▸ **WHAT IS ASKED**: Rewrite all the entries below, putting "The module" wherever "The component" appears and changing nothing else. Leave the pictures out.

▸ **RECORD EXCERPTS**:

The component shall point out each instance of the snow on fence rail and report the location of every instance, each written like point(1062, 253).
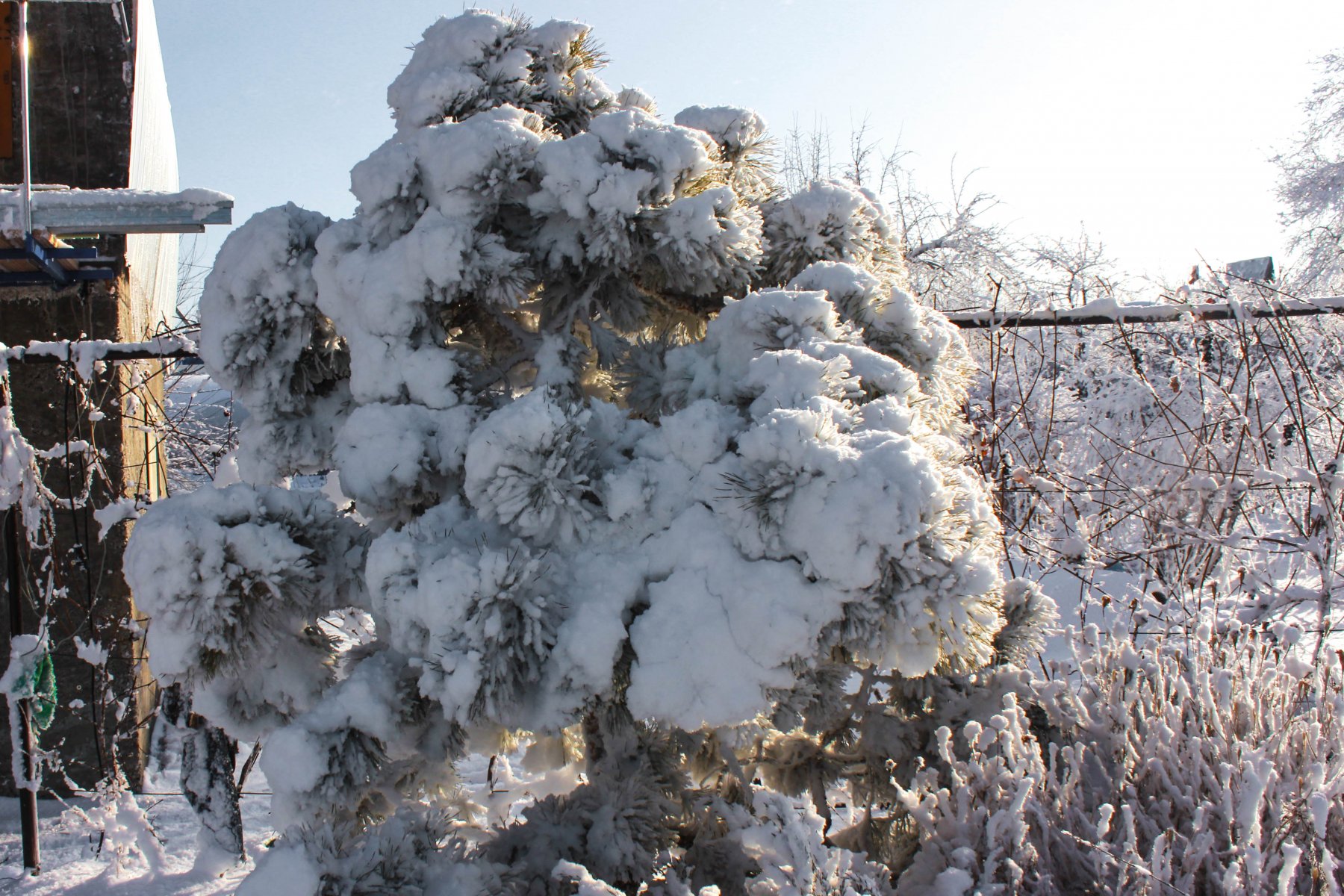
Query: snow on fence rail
point(1110, 312)
point(84, 354)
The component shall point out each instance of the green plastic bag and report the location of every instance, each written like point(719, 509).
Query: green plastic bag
point(43, 687)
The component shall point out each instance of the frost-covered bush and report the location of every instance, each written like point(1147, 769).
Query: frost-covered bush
point(1194, 762)
point(633, 450)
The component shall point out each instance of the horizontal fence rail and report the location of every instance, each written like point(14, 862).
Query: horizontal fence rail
point(183, 347)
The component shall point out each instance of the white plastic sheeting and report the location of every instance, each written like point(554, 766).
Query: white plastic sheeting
point(154, 166)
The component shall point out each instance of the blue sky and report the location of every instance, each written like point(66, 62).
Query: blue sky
point(1149, 122)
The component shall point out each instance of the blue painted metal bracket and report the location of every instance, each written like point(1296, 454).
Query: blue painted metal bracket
point(47, 262)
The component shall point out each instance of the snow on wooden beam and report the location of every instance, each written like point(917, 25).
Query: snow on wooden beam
point(117, 211)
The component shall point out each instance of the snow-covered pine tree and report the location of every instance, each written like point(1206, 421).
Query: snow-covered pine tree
point(628, 445)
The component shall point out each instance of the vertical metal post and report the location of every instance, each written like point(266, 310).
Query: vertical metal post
point(23, 117)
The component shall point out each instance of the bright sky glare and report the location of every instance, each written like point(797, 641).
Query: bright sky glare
point(1149, 122)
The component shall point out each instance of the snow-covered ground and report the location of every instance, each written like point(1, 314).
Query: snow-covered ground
point(77, 860)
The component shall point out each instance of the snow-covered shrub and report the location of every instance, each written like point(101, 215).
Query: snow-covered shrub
point(628, 444)
point(1195, 762)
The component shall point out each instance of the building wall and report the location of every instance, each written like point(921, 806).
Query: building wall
point(100, 120)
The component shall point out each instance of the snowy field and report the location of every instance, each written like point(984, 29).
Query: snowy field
point(78, 860)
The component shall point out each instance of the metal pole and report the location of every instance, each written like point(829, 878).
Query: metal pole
point(23, 116)
point(27, 793)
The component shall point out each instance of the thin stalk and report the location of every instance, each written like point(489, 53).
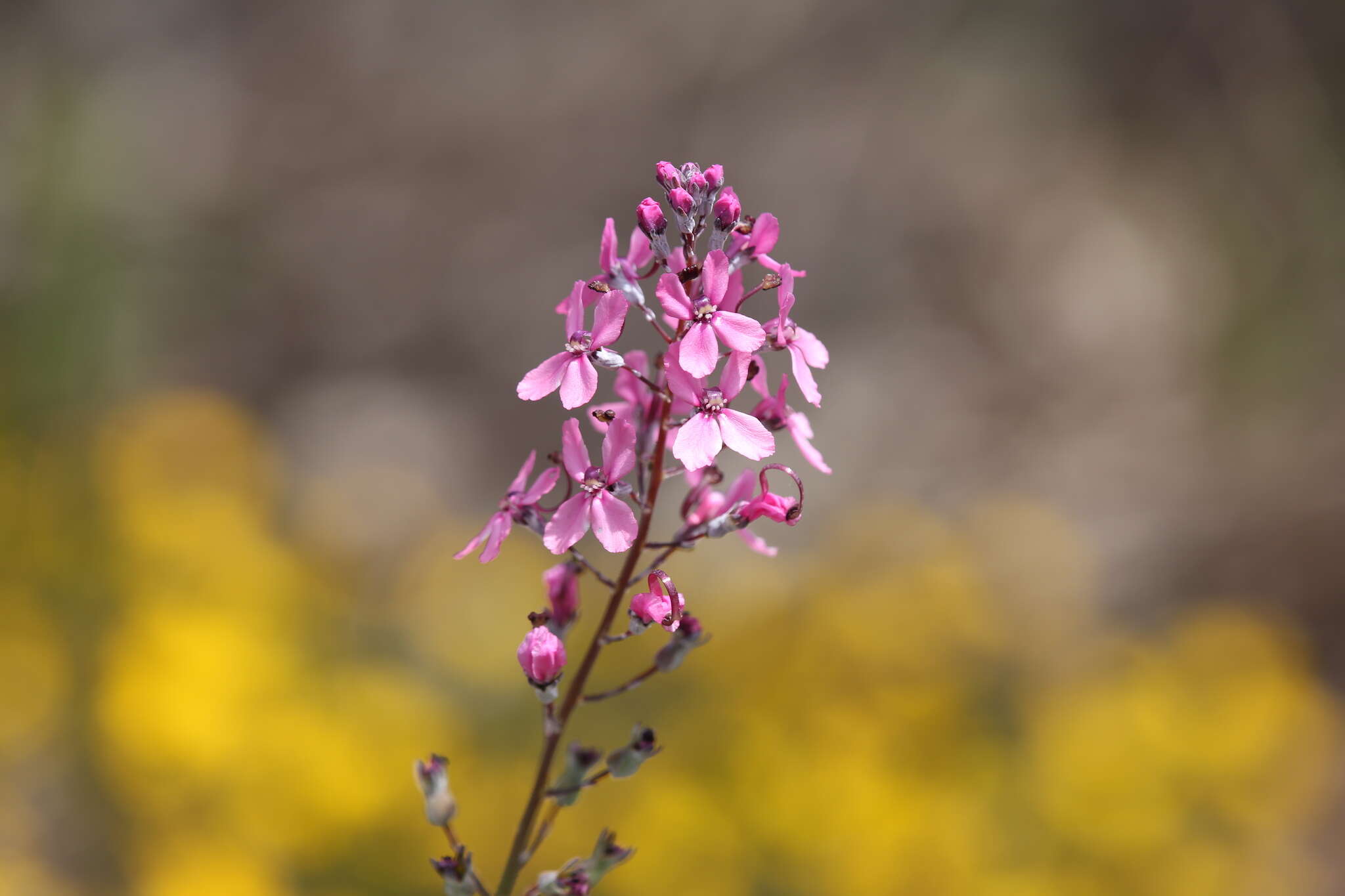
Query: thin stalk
point(514, 861)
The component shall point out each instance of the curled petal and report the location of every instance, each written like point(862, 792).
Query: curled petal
point(568, 524)
point(544, 379)
point(579, 382)
point(698, 442)
point(745, 435)
point(699, 350)
point(613, 522)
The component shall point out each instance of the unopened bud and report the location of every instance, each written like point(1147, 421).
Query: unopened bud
point(627, 761)
point(432, 778)
point(606, 856)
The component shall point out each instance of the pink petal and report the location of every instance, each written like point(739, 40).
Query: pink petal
point(715, 277)
point(613, 523)
point(682, 385)
point(575, 310)
point(802, 431)
point(757, 542)
point(573, 450)
point(523, 472)
point(568, 524)
point(673, 297)
point(607, 249)
point(609, 319)
point(618, 450)
point(545, 482)
point(814, 352)
point(739, 332)
point(745, 435)
point(766, 233)
point(699, 350)
point(803, 377)
point(735, 373)
point(579, 382)
point(544, 379)
point(698, 442)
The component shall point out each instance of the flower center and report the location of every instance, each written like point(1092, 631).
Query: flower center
point(594, 480)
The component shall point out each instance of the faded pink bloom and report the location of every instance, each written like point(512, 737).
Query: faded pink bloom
point(518, 505)
point(709, 324)
point(805, 349)
point(563, 591)
point(542, 656)
point(776, 416)
point(572, 371)
point(711, 504)
point(715, 425)
point(611, 519)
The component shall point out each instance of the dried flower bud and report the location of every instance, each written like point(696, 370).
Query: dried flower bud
point(627, 761)
point(577, 763)
point(667, 177)
point(542, 657)
point(456, 871)
point(606, 856)
point(432, 778)
point(686, 639)
point(563, 591)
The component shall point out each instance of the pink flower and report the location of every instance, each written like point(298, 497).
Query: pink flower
point(518, 505)
point(612, 521)
point(572, 371)
point(563, 591)
point(542, 656)
point(776, 416)
point(699, 347)
point(715, 425)
point(766, 234)
point(711, 504)
point(805, 349)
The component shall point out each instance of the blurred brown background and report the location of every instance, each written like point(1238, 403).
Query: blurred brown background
point(1084, 257)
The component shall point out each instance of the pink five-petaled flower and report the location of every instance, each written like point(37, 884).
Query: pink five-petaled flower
point(612, 521)
point(776, 416)
point(518, 505)
point(715, 425)
point(805, 349)
point(572, 371)
point(542, 656)
point(699, 347)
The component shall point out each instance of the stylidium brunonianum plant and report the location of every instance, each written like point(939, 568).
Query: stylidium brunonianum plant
point(666, 414)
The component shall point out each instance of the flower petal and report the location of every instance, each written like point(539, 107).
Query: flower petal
point(739, 332)
point(613, 523)
point(715, 277)
point(568, 524)
point(544, 379)
point(699, 350)
point(745, 435)
point(573, 449)
point(609, 319)
point(579, 382)
point(698, 442)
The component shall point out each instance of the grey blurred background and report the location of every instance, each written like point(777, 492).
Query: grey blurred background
point(1088, 253)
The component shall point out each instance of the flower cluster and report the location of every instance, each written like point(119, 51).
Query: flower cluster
point(671, 413)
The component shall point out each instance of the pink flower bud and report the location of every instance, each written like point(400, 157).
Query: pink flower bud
point(563, 591)
point(667, 177)
point(542, 657)
point(432, 778)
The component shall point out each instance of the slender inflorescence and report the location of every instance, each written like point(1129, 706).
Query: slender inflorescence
point(671, 414)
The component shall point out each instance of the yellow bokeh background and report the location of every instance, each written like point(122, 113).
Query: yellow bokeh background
point(197, 702)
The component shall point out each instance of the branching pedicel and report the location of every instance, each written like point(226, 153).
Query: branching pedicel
point(674, 406)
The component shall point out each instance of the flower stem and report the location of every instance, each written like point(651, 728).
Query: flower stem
point(514, 861)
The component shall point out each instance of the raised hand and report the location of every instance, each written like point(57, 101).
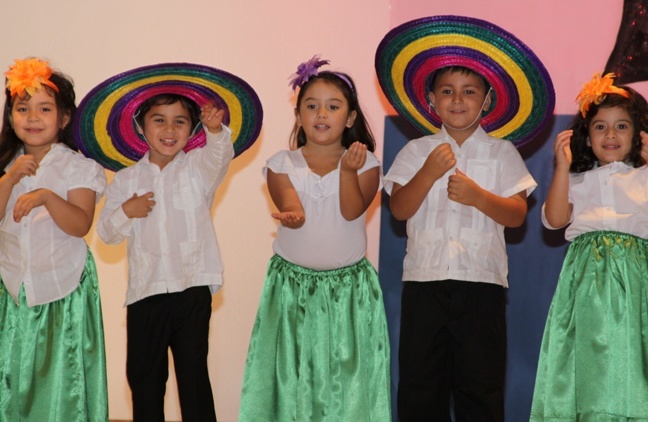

▸ **SOLUTION TO THIS EXERCISE**:
The module shall point out each instance of the snow on fence rail and report the location of every instance, each written like point(1062, 253).
Query: snow on fence rail
point(1110, 312)
point(84, 354)
The module shall point out each instance of the green plastic bag and report the location of every instance, each written like point(719, 509).
Query: green plastic bag
point(43, 687)
The module shall point out each instance of the frost-covered bush and report the location of every instance, each written like point(1147, 769).
Query: frost-covered bush
point(1194, 762)
point(633, 450)
The module shall point out each instance of the horizontal fence rail and report the location of every instance, each written like point(14, 862).
Query: horizontal fence rail
point(183, 347)
The module shall point out each instance of the white plastic sheeting and report the location of every instance, each written like point(554, 766).
Query: white plastic sheeting
point(154, 166)
The module shall point out each instance of the blue sky and report the location of every instance, each written like point(66, 62).
Query: blue sky
point(1149, 122)
The module shall point out each instance of the blue painted metal bracket and report the location of every instance, each written like point(1296, 454).
Query: blue painted metal bracket
point(47, 262)
The module shall point out each instance of the snow on wooden beam and report the location of every instance, each written like point(917, 25).
Query: snow on wooden beam
point(117, 211)
The module shall point out each instance of the snow-covered pine tree and report the location of every instance, each written like point(1206, 421).
Query: snow-covered pine tree
point(628, 445)
The module shall point out each instance of the vertical metal post and report the location of every instance, each written like point(266, 310).
Query: vertical metal post
point(23, 117)
The module shall point out each instance of the bright sky glare and report the location of every instance, each written like point(797, 641).
Query: bright sky glare
point(1149, 122)
The module shall point out each instance of the snow-covered ground and report the location of every instance, each written like point(1, 314).
Query: snow-covered ground
point(77, 860)
The module shall point out each instance of the snow-covered shrub and report the location of every instance, each written like point(101, 215).
Query: snow-covered shrub
point(628, 444)
point(1195, 762)
The module shall point out each instance of the building wall and report the location of every instance, each written like point(921, 806).
Query: building wall
point(100, 120)
The module shall point out each instance of the snowy field and report the location of every instance, each written like point(984, 29).
Query: snowy field
point(78, 860)
The module shall point out each instance of the metal pole and report the location of every instance, each written like point(829, 878).
Query: metal pole
point(23, 116)
point(27, 793)
The module shall point out each instance of the thin stalk and report the location of every instance, each written like point(489, 53).
Query: thin stalk
point(514, 861)
The module shall point out each instance of the curled petal and report the location of every instance, each written like point(862, 792).
Query: curled petal
point(568, 524)
point(544, 379)
point(579, 382)
point(698, 442)
point(745, 435)
point(699, 350)
point(613, 522)
The module shall point out each instance of the unopened bud and report the location of every instance, each written like point(1147, 421).
Query: unopened bud
point(627, 761)
point(432, 778)
point(606, 856)
The module shall point out each instance of the pink petal and report the location of every instance, each written like point(739, 40).
Query: pink petal
point(715, 277)
point(613, 523)
point(682, 385)
point(575, 310)
point(802, 431)
point(757, 542)
point(573, 450)
point(523, 472)
point(568, 524)
point(673, 297)
point(607, 249)
point(609, 319)
point(618, 450)
point(545, 482)
point(814, 352)
point(739, 332)
point(745, 435)
point(766, 233)
point(699, 350)
point(803, 377)
point(735, 373)
point(579, 382)
point(544, 379)
point(698, 442)
The module shall point out each instance of the flower center and report the location of every instance, each written like point(1092, 631).
Query: flower center
point(594, 480)
The module shall point out each instance of the faded pink bloom and report the location of every instance, each written like point(512, 737).
Query: faded pink bloom
point(518, 505)
point(709, 324)
point(805, 349)
point(563, 591)
point(542, 656)
point(776, 416)
point(572, 371)
point(711, 504)
point(715, 425)
point(611, 519)
The module shall point out each instance of the dried flower bud and report the location of every instance, each written like point(696, 370).
Query: dried flower bud
point(627, 761)
point(577, 763)
point(667, 177)
point(542, 657)
point(456, 871)
point(606, 856)
point(432, 778)
point(686, 639)
point(563, 591)
The module shall point out each instance of the pink flower and report the location of every instance, each written like point(298, 497).
Query: pink flower
point(518, 505)
point(612, 521)
point(572, 371)
point(563, 591)
point(542, 656)
point(776, 416)
point(699, 347)
point(715, 425)
point(766, 234)
point(711, 504)
point(805, 349)
The module shall point out each instance of the blurred brown background and report the location of every instance, each written like point(1238, 403).
Query: blurred brown background
point(1084, 257)
The module shall point out each instance of the pink five-petaled flower and report the location of every instance, each written like point(37, 884).
Query: pink five-petaled flower
point(612, 521)
point(776, 416)
point(518, 505)
point(715, 425)
point(805, 349)
point(572, 371)
point(542, 656)
point(699, 347)
The module shall point out each instance of the stylidium brunonianum plant and report the location of every instance, each written like point(939, 568).
Query: stylidium brunonianum plant
point(666, 414)
The module shall point out each instance of the flower petal and report the location of every instance, each written like point(539, 107).
Query: flower petal
point(739, 332)
point(613, 523)
point(715, 277)
point(568, 524)
point(544, 379)
point(699, 350)
point(745, 435)
point(573, 449)
point(609, 319)
point(579, 382)
point(698, 442)
The module shall point out each instance of the grey blurred background and report the location of every instance, each written like point(777, 492).
Query: grey blurred background
point(1088, 253)
The module shall point out each instance of the flower cluster and report the location of every instance, each written like point(119, 51).
Query: flower cluster
point(671, 413)
The module shall point out each instance of the pink flower bud and report the location of every instance, each written like point(400, 157).
Query: pink flower bud
point(563, 591)
point(667, 177)
point(542, 657)
point(432, 778)
The module shall point out each instance of the slender inflorescence and report the location of every instance, each written like point(1129, 706).
Query: slender inflorescence
point(671, 414)
The module shall point out each instance of the yellow bokeh background and report the location of every instance, each written like point(122, 113).
Query: yellow bokeh background
point(197, 702)
The module shall point out each instance of the branching pedicel and report the location of every instance, each written like point(226, 153).
Query: branching pedicel
point(674, 406)
The module shall point out each instance of the flower stem and report the location of every instance, each written like point(651, 728).
Query: flower stem
point(514, 861)
The module shall point out each instance of the raised hand and report the location of every instance, each written like point(57, 101).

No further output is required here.